- **Task statement**
Please retype the line that contains "patch of grass." and all lines that follow it to the end of the entries below, exactly as they stand, with nothing added.

===== Data records =====

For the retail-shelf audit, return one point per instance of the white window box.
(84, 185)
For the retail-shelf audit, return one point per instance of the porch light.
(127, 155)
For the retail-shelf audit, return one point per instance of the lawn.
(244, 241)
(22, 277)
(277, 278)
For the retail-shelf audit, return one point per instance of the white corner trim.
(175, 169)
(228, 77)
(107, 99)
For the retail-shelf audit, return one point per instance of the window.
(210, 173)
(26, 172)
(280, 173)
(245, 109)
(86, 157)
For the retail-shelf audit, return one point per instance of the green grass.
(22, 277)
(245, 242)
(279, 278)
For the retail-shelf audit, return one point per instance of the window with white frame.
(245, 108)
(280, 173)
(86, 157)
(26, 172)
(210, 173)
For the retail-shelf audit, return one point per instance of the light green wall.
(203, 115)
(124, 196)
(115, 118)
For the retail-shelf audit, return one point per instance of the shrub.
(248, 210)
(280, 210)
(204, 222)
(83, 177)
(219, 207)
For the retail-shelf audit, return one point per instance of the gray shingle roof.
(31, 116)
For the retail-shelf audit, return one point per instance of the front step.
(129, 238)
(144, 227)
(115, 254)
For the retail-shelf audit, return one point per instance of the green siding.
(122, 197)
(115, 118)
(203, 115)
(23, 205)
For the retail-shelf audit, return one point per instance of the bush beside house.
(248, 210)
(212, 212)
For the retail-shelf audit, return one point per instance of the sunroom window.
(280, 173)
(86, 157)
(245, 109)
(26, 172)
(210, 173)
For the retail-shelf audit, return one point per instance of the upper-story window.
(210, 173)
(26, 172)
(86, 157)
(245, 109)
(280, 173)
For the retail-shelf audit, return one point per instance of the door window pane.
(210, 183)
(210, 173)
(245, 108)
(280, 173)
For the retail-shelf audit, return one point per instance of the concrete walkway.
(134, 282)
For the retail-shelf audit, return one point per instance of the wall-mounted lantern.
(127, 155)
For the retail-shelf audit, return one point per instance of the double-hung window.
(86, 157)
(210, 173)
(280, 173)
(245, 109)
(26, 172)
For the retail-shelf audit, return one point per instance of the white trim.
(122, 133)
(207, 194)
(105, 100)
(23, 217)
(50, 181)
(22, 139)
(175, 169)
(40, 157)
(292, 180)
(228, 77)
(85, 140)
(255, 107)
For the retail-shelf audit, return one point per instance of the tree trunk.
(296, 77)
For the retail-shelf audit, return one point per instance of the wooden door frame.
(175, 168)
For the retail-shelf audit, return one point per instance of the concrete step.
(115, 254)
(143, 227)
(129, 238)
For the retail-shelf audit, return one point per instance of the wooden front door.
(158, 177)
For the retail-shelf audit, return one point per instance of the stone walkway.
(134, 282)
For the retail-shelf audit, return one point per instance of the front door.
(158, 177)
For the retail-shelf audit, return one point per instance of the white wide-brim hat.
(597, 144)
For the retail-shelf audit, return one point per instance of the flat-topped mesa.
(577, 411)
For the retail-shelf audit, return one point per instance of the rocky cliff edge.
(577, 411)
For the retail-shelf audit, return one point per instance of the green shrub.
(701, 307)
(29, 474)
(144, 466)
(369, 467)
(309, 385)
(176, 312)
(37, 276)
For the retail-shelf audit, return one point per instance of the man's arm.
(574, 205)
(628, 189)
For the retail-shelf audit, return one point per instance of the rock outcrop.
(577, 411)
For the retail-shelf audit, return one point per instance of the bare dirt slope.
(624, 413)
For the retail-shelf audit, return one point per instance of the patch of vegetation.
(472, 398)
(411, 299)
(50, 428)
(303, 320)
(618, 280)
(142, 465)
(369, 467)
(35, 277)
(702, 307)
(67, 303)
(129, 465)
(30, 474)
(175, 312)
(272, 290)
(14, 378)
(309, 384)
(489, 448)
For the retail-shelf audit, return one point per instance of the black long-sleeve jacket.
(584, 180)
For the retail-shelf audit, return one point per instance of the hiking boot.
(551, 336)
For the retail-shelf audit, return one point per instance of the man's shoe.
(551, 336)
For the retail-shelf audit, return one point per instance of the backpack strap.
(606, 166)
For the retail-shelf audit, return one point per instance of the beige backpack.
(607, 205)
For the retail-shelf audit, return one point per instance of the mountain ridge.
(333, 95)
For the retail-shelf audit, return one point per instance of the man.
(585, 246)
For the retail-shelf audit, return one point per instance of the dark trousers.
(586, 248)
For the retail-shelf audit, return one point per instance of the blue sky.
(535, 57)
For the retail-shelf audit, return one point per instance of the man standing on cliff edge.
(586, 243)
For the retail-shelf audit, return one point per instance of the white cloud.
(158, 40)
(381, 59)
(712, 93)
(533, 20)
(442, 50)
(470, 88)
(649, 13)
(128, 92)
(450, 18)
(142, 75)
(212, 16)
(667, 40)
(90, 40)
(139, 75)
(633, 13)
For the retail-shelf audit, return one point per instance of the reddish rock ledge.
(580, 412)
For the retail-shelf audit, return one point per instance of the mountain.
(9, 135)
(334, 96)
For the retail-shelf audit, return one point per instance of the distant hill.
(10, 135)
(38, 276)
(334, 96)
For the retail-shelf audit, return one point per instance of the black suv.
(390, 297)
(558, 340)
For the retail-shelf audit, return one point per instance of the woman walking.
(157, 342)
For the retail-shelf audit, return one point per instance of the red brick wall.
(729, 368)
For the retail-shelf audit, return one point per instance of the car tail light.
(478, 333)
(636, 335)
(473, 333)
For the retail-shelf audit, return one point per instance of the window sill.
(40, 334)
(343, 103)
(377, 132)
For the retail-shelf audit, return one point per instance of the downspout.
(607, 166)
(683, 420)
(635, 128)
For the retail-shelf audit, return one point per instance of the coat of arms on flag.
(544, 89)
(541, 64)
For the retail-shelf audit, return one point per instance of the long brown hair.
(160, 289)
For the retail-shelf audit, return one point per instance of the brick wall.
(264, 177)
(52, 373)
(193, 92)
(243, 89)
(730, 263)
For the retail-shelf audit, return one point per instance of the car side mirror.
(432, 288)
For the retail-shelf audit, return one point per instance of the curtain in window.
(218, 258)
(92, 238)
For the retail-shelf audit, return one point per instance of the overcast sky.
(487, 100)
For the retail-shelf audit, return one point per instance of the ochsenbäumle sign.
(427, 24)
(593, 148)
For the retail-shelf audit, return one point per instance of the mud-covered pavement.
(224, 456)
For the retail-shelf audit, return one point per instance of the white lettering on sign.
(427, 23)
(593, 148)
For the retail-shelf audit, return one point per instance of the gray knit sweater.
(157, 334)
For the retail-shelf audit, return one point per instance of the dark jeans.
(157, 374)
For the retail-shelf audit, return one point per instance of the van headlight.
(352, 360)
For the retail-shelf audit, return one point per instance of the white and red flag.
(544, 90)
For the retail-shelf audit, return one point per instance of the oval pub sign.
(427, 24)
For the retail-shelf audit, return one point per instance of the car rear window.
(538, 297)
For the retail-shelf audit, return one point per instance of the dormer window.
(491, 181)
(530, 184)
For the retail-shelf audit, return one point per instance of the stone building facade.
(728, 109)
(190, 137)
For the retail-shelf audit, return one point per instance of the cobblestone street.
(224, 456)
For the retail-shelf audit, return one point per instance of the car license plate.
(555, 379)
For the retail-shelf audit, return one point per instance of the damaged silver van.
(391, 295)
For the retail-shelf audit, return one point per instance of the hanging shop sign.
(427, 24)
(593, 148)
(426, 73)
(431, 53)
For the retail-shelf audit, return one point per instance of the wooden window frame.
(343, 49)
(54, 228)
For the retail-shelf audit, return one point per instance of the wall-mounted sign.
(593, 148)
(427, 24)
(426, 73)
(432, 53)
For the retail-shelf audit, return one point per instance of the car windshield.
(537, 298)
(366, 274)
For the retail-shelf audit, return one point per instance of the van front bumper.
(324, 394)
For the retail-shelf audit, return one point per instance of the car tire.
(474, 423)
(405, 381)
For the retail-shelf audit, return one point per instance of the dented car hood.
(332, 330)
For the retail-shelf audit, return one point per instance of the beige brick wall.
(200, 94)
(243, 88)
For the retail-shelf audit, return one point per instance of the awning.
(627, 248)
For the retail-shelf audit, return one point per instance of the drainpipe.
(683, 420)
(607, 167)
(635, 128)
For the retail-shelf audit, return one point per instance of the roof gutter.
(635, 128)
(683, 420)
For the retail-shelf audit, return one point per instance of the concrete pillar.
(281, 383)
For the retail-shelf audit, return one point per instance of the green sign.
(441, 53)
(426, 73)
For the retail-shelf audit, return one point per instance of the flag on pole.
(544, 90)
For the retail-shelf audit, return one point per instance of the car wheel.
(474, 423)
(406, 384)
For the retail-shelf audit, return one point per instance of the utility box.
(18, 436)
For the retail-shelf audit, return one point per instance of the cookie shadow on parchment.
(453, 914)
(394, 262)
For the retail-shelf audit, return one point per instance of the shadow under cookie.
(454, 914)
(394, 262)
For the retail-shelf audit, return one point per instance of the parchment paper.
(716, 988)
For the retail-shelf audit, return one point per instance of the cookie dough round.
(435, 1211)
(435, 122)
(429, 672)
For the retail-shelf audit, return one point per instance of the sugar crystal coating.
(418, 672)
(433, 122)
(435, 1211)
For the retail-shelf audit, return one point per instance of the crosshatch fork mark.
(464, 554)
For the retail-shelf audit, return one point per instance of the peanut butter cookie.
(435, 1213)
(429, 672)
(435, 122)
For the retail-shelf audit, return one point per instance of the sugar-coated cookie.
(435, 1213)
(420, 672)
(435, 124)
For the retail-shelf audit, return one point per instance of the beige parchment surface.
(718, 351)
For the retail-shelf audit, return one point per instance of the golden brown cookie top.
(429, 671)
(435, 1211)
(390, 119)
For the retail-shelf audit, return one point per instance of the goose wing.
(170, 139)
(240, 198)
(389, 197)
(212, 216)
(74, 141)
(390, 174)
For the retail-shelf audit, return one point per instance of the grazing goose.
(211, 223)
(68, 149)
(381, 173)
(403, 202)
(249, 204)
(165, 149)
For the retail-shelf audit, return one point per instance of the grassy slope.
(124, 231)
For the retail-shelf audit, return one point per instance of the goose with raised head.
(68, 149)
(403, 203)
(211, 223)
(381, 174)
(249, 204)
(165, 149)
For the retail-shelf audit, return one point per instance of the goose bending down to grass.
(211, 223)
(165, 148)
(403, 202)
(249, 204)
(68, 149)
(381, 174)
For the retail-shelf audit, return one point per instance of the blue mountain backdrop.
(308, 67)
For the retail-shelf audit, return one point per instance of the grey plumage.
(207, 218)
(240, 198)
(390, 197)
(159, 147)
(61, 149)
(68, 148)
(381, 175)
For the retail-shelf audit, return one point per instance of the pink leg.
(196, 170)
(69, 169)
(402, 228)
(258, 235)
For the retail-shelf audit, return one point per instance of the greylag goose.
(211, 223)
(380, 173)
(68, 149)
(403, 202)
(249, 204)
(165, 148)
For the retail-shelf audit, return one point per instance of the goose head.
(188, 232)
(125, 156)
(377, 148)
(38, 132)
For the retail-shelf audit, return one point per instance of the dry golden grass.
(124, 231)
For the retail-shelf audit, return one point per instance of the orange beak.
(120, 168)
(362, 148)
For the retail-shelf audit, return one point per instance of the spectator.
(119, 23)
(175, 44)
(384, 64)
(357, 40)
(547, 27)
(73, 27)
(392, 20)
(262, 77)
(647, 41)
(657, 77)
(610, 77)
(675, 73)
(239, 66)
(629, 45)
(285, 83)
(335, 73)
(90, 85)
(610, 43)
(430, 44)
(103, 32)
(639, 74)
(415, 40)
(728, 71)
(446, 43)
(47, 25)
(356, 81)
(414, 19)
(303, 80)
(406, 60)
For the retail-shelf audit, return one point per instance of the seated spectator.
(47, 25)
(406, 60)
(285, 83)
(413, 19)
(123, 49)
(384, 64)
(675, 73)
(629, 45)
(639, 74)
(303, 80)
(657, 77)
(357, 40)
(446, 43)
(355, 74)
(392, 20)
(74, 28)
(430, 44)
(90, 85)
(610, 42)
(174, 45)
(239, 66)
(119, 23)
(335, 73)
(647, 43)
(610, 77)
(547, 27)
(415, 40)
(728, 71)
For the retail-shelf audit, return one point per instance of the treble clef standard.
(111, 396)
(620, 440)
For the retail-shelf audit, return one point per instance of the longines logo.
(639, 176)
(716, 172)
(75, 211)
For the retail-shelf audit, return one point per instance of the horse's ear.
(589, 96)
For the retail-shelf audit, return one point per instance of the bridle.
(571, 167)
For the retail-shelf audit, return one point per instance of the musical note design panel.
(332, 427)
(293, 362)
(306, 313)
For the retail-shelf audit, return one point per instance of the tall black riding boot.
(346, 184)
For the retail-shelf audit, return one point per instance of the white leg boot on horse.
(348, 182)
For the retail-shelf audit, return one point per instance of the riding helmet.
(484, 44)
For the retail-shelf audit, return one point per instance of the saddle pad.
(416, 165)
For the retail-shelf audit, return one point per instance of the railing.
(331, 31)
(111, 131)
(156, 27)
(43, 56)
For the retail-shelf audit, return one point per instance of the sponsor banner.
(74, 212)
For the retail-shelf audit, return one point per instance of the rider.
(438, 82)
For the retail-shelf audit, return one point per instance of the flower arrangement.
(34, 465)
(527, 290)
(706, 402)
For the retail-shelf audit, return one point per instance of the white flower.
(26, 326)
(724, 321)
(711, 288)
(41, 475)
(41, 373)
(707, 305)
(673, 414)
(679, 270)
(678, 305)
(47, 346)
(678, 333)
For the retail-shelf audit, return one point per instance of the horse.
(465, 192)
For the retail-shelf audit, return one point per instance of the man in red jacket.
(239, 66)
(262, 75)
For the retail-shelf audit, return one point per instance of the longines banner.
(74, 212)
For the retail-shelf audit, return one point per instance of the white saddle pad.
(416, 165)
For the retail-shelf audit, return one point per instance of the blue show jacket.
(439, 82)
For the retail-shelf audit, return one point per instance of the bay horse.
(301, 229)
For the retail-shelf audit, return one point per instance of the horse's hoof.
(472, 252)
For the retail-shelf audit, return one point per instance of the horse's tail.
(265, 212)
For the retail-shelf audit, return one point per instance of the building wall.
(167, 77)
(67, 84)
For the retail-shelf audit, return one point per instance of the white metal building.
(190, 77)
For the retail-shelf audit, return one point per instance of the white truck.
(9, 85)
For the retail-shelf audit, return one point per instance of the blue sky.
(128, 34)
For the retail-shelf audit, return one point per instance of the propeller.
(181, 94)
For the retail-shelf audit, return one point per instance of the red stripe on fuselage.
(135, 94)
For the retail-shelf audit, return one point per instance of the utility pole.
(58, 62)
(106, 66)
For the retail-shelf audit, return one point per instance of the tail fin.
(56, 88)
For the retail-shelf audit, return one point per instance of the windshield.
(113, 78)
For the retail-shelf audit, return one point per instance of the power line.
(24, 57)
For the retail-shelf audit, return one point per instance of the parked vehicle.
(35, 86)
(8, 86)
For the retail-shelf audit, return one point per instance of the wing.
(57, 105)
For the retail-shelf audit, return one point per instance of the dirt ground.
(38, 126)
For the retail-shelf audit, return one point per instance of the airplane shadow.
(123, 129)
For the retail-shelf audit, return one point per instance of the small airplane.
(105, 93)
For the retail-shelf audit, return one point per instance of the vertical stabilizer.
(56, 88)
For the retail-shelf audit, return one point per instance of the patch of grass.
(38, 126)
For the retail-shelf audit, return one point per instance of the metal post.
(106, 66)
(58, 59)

=====

- **Exercise answer**
For the retail-shelf audit, return one point per instance of the patch of grass.
(38, 126)
For the retail-shelf audit, return one point per instance of the metal post.
(106, 66)
(58, 59)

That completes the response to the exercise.